### Your goal
Every line of the records below from the line with "spot the kitchen faucet." up to and including the line with "spot the white quartz countertop." must be reproduced exactly, and no line outside that range.

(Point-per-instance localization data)
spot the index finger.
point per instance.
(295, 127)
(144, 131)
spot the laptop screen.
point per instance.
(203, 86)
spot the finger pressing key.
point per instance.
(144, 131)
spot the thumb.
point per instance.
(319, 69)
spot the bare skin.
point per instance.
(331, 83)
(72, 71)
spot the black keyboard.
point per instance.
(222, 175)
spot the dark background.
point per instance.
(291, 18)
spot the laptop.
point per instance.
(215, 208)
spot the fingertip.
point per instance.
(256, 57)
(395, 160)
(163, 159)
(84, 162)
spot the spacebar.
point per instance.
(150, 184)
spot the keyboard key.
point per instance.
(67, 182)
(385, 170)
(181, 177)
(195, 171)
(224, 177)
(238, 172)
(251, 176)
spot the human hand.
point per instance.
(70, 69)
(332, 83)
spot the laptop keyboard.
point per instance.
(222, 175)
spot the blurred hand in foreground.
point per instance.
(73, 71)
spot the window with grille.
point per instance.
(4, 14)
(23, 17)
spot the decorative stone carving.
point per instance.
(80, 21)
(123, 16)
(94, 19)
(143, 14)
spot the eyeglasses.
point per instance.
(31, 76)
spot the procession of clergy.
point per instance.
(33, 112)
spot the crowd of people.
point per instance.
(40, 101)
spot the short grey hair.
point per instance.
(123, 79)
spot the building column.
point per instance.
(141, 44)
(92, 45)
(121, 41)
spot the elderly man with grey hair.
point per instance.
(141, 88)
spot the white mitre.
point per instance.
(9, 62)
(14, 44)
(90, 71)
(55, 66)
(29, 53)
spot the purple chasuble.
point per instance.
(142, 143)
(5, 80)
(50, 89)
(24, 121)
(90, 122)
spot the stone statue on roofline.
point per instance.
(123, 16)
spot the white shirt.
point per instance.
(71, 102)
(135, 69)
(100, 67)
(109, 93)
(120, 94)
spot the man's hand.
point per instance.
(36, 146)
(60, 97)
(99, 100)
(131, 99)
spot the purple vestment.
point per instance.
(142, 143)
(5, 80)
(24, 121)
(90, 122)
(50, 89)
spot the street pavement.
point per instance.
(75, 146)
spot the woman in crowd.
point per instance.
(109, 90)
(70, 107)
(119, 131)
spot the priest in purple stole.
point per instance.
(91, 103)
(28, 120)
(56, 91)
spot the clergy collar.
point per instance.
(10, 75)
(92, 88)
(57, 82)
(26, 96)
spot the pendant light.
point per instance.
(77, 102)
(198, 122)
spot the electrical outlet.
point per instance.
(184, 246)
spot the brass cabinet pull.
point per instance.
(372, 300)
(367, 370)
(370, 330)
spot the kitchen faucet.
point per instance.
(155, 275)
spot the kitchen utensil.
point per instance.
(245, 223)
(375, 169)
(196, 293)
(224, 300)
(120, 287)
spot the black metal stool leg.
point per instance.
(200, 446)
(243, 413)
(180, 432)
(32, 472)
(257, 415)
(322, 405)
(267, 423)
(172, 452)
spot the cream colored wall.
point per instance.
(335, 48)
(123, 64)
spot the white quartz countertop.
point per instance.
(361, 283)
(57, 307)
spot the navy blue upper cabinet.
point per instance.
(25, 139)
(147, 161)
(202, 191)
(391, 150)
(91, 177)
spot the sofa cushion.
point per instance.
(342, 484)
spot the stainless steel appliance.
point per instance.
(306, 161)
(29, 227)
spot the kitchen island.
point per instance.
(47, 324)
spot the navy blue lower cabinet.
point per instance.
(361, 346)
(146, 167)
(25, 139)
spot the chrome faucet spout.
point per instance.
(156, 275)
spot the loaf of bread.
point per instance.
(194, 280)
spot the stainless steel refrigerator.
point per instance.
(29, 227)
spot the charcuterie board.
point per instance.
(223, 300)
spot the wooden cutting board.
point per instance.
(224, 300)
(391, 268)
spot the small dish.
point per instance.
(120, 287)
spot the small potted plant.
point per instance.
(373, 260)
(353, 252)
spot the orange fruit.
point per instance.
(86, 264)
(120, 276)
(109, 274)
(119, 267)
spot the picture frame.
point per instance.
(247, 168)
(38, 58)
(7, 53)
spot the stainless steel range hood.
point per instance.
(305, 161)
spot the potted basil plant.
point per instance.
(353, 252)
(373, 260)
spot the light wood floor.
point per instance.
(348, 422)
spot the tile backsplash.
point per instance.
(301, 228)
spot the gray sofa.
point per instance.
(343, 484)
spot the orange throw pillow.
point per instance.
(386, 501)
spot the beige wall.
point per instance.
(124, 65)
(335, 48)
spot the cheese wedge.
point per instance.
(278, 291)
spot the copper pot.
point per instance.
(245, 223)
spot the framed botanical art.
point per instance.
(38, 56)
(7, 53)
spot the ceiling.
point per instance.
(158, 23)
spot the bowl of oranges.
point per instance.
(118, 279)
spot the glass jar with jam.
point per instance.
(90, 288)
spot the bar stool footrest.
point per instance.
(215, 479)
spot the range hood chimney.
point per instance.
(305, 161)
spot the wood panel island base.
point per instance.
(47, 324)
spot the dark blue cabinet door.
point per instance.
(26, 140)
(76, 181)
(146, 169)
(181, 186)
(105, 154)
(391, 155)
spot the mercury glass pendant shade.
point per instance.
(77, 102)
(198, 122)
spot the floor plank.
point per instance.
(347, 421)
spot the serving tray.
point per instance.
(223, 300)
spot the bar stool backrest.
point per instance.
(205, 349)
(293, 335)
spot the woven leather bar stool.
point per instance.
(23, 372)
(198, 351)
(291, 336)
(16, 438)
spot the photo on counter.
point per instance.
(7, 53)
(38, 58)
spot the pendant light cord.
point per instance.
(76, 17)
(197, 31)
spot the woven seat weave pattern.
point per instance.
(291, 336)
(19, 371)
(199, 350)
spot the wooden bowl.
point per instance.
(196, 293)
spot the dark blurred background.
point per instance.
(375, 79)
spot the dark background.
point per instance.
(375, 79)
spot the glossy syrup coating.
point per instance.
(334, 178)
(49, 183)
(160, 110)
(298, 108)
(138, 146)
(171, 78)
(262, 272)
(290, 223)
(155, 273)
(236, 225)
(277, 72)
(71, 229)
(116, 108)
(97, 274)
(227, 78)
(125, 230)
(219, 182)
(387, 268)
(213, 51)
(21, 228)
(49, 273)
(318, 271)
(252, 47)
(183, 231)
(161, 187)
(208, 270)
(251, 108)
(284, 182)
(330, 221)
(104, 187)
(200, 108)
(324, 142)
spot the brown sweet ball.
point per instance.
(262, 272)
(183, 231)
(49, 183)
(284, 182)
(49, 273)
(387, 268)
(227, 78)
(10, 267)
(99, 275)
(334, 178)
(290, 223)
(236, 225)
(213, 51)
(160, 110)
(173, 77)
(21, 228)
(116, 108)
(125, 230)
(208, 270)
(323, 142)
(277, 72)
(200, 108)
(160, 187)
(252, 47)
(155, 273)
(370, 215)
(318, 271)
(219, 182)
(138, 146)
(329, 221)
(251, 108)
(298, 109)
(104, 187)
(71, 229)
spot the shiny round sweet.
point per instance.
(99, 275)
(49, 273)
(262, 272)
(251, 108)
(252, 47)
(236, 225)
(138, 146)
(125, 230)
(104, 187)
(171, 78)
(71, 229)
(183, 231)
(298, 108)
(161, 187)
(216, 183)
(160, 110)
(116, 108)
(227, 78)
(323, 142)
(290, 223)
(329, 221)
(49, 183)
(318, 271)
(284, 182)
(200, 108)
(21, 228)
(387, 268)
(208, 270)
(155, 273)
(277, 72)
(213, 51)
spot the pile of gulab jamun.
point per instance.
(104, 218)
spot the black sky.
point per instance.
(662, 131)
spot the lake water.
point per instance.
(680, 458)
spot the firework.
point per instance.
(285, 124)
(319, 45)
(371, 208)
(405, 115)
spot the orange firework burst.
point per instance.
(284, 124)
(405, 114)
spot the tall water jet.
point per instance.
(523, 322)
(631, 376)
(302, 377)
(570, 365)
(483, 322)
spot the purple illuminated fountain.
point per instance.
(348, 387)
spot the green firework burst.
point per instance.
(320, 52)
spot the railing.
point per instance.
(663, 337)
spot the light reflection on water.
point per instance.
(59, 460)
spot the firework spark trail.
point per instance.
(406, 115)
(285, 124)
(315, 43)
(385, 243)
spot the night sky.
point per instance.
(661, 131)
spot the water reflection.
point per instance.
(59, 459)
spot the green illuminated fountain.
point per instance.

### Solution to the exercise
spot the kitchen faucet.
point per instance.
(155, 275)
spot the kitchen utensil.
point per instance.
(245, 223)
(375, 169)
(196, 293)
(224, 300)
(120, 287)
spot the black metal stool leg.
point per instance.
(200, 446)
(243, 413)
(180, 432)
(32, 472)
(257, 415)
(322, 405)
(267, 423)
(172, 452)
spot the cream colored wall.
point per instance.
(335, 48)
(123, 64)
spot the white quartz countertop.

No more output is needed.